- [Requirements]: Rewrite all of the records below with "JSON array" replaced by "list" and everything else left unchanged. Omit the pictures from your answer.

- [Raw data]:
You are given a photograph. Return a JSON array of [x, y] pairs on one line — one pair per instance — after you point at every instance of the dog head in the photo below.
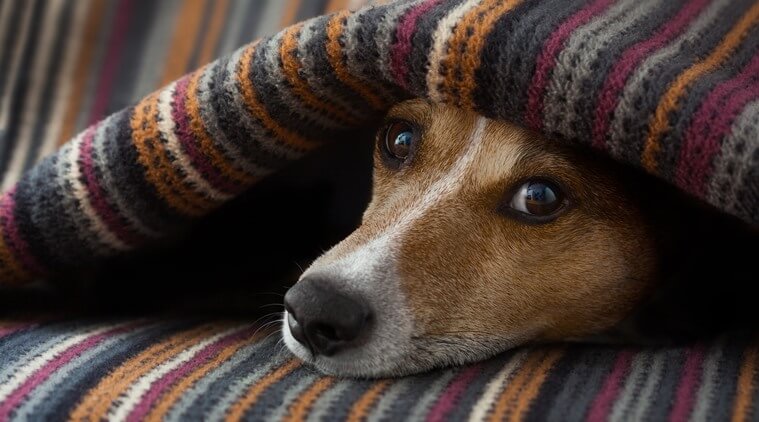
[[480, 236]]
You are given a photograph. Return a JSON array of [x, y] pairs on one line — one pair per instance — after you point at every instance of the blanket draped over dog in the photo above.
[[669, 86]]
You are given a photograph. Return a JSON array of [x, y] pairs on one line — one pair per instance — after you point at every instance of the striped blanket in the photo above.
[[668, 86], [195, 370]]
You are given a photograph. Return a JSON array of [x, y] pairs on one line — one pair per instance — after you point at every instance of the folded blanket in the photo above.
[[669, 86], [193, 370]]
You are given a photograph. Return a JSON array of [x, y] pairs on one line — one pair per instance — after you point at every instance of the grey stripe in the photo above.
[[360, 56], [210, 122], [66, 373], [190, 396], [323, 407], [645, 86], [266, 408], [578, 62], [429, 396], [681, 117], [710, 381], [734, 160], [243, 118], [110, 185], [389, 399], [630, 394], [236, 389], [311, 36], [275, 77], [508, 66]]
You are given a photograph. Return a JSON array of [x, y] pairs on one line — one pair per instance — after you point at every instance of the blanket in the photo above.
[[608, 74], [670, 87]]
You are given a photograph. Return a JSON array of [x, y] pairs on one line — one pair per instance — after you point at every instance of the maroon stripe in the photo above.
[[547, 59], [13, 239], [711, 124], [609, 96], [401, 48]]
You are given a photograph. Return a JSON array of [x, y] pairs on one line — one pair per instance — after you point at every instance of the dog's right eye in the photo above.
[[399, 138]]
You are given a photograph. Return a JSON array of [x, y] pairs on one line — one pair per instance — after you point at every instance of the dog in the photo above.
[[482, 236]]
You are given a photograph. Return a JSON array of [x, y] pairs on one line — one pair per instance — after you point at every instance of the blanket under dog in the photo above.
[[669, 86]]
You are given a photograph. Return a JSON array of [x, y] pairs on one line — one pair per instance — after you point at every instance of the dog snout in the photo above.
[[324, 319]]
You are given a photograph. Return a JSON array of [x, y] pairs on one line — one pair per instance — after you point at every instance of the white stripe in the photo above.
[[495, 386], [64, 82], [82, 197], [38, 72], [34, 365], [166, 126], [440, 45], [135, 392]]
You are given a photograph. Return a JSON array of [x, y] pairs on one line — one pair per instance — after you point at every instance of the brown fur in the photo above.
[[467, 269]]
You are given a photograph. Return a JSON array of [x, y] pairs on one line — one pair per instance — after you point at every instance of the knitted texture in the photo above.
[[189, 370], [669, 86]]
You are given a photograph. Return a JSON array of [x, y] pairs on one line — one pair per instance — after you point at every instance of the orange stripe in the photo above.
[[472, 56], [360, 409], [745, 387], [298, 411], [211, 38], [291, 67], [335, 54], [158, 170], [237, 410], [660, 123], [170, 397], [510, 394], [204, 140], [186, 30], [335, 5], [99, 399], [458, 41], [291, 11], [533, 387], [81, 73], [285, 135]]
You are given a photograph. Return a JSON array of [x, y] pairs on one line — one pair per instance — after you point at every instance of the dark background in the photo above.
[[237, 262]]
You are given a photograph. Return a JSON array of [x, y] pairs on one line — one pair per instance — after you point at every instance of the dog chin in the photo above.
[[418, 355]]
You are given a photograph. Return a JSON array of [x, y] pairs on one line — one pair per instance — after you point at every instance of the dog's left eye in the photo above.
[[538, 198], [398, 140]]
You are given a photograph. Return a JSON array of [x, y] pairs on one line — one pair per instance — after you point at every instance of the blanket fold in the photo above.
[[669, 86]]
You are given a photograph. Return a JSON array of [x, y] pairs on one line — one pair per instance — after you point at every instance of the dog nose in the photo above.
[[324, 319]]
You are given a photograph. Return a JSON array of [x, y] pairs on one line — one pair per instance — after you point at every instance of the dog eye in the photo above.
[[538, 198], [399, 138]]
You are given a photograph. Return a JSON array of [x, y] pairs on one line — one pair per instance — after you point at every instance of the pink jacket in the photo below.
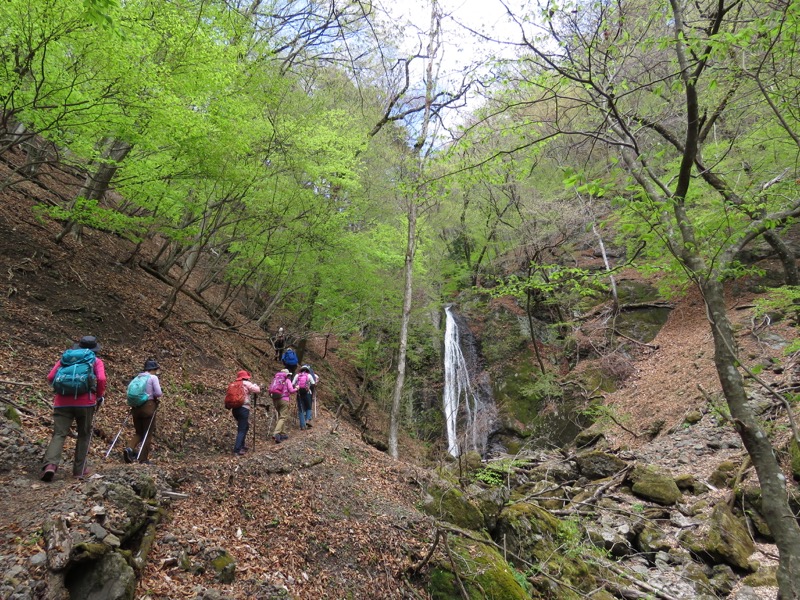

- [Completed task]:
You are given a photograph. Return a list of [x, y] pairs on one line — one pair per instance — after you point at every instance of the dog head in the photo below.
[[480, 236]]
You are given a photograph. Return a list of [x, y] pairs on one line — one pair per instance — after you point at every instance of the blanket draped over dog in the photo above.
[[669, 86]]
You are given a photograph. Return a list of [x, y] pairs on one line — one pair per instance — after you point at every instance of the striped blanket in the photo above.
[[668, 86], [195, 370]]
You are given a photograph. Return a list of [x, y] pairs on one line — one pair per instance — after you point at every instance of the folded blanket in the photo above.
[[669, 86], [193, 370]]
You are given a photograph. Return a list of [x, y] pairs on one line — one pair per instance — after you point at every instance of the grey stripe in the photo above.
[[360, 56], [210, 122], [66, 373], [190, 396], [323, 407], [645, 86], [266, 408], [578, 62], [429, 396], [681, 117], [710, 381], [734, 160], [243, 118], [110, 185], [389, 399], [630, 394], [236, 389], [311, 36], [275, 77], [508, 66]]
You are given a photograph. Return a list of [x, y] pairs on one line — one pair per instance — after you point at every instance of the blanket in the photo above.
[[608, 74], [670, 87]]
You are given a photograph. Return a list of [x, y] pairs on one line — one pair per instance — after you point at every instance of the maroon stripe in the photo above.
[[547, 59], [13, 239], [711, 124], [609, 96], [401, 48]]
You are given a photograph. Return a list of [x, y] pairs on one line — one pair per instance — after you point at every instance of the dog's right eye in the photo above.
[[399, 138]]
You are given a photograph. Return a list of [x, y] pairs on one line — one pair per instance — after you point at every instance of the dog in the photo above.
[[482, 236]]
You are given a photograph. Return a list of [x, y] pairs on one line — one pair per instance — after you point at every instance of the blanket under dog in the photo above.
[[669, 86]]
You are given a photograph. Return a list of [x, y] pairs on one line — one pair per instance — after you point at every instance of the dog snout in the photo above.
[[324, 319]]
You are given a photograph. Return a list of [x, y] pairs on one line — one pair per instance — after you point at every instance of the white stripe in the photo above.
[[495, 386], [64, 82], [82, 197], [38, 72], [34, 365], [166, 126], [440, 45], [135, 392]]
You are given a photograph. Return a list of [x, y] pairs on one line — one pair per instance — after you point at every instance of the brown fur in the photo above.
[[467, 269]]
You are given a photograph. Return a list of [x, y] pairs on one line — one pair per instance — after you point at every instance of the knitted texture in the photo above.
[[189, 370], [669, 86]]
You are given a photograph. Return a list of [x, y] pairs on one line — one pair per instance — after you point at every instance of the orange stripe in the photo above.
[[472, 56], [360, 409], [745, 387], [298, 411], [211, 38], [291, 67], [335, 54], [158, 170], [237, 410], [660, 123], [170, 397], [510, 394], [204, 140], [186, 30], [335, 5], [99, 399], [458, 41], [291, 11], [533, 387], [81, 73], [285, 135]]
You are given a photograph. Return a list of [x, y] pairs on one line — one pair per instance — after you point at every instance of the dark background in the photo above.
[[237, 262]]
You are given a photograph. Return a list of [x, y] pairs on one line — one pair per instance — after you point at every instance of the dog chin in the photo above.
[[418, 355]]
You are given a photograph. Return a list of [x, y] pairs on one line — one pair per instance — after you point at every instance of the dog's left eye in the photo above.
[[538, 198], [398, 140]]
You are given a photograph. Return a list of [x, y] pairs on one line — one pair per instance — after you point at every instance of the blanket fold in the photo above.
[[669, 86]]
You are given a photograph. Return a list of [x, y] pairs on one line — one pair per instance — after you point at every instance of the dog nose in the photo above.
[[324, 319]]
You are given a photograph. Return a list of [x, y] pairs on one line — one pair per instance — after you point at every instance of the dog eye in the photo above.
[[538, 198], [399, 138]]
You are given a photograph. Return a list of [x, y] pairs on one line — one pair per instance — after you point at every instance of the pink jacket in the photo below.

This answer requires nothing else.